Exercise>
If a picture appears in the records, skip it; copy everything else exactly.

Source material>
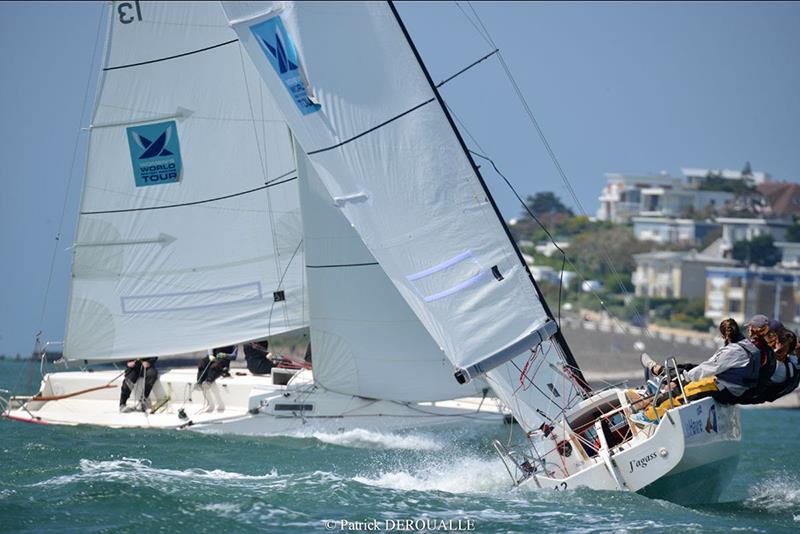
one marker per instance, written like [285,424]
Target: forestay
[361,105]
[180,244]
[366,339]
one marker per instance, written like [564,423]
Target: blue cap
[758,321]
[775,325]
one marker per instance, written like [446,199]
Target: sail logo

Solution to this task>
one marker per instance, written like [285,424]
Target: forestay
[361,105]
[180,244]
[366,339]
one marker per instance, written like [564,423]
Target: blue cap
[758,321]
[775,325]
one marker per instance, written like [446,199]
Target: sail logo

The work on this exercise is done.